▶ [PROBLEMA ASSEGNATO] Estrai parola per parola dal brano sui comitati di Andorno tutto il testo che va da "Nel suo piccolo" fino a "Valledora o la TAV).".

▶ [BRANO DEL DOCUMENTO]
++++++
Nel suo piccolo anche Adorno sta sperimentando i progetti “calati dall’alto”, siano questi ritenuti “piccoli” (come ad esempio a Vigliano la cogenerazione con olio di colza o gli impianti idroelettrici nei Parchi e nei SIC) o “grandi opere” (la diga in Valsessera, la pedemontana, le cave in Valledora o la TAV).

Nel cammino di opposizione ad un impianto urbanisticamente inidoneo, privo di filiera certa, tecnologicamente e ambientalmente discutibile i comitati che si sono costituiti ad Andorno sono di fronte ad un rischio: condurre la protesta e le sue ragioni nell’ambito del cosiddetto NIMBY, non nel mio giardino.

Legambiente, associazione caratterizzata da un ambientalismo scientifico (1), da sempre aiuta, sostiene ed allo stesso tempo sollecita i molti comitati locali affinché le ragioni delle loro battaglie non si autocircoscrivano in tale ambito ma abbiano carattere e riconoscimento generale.
++++++
[Record contenuti in un dataset]
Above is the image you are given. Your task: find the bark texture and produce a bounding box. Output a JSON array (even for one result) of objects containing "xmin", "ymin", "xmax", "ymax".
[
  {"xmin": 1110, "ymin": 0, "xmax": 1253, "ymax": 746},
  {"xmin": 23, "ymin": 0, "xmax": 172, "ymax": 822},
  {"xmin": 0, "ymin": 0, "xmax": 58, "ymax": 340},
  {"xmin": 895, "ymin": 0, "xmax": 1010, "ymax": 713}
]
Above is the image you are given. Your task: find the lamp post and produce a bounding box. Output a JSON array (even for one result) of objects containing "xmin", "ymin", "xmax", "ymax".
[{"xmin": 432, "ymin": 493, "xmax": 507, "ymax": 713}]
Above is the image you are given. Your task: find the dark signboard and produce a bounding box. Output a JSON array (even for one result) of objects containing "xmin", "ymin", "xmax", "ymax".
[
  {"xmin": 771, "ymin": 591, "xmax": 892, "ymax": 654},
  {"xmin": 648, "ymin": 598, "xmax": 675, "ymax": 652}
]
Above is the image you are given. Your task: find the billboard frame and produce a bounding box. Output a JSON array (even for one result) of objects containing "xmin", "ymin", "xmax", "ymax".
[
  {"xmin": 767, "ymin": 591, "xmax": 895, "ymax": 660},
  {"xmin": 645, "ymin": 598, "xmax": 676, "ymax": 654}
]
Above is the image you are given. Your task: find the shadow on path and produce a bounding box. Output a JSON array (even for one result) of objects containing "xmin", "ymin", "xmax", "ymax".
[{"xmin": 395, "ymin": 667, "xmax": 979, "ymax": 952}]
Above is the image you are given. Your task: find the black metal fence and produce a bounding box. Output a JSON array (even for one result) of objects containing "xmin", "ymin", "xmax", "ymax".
++++++
▶ [RISPOSTA SCRITTA]
Nel suo piccolo anche Adorno sta sperimentando i progetti “calati dall’alto”, siano questi ritenuti “piccoli” (come ad esempio a Vigliano la cogenerazione con olio di colza o gli impianti idroelettrici nei Parchi e nei SIC) o “grandi opere” (la diga in Valsessera, la pedemontana, le cave in Valledora o la TAV).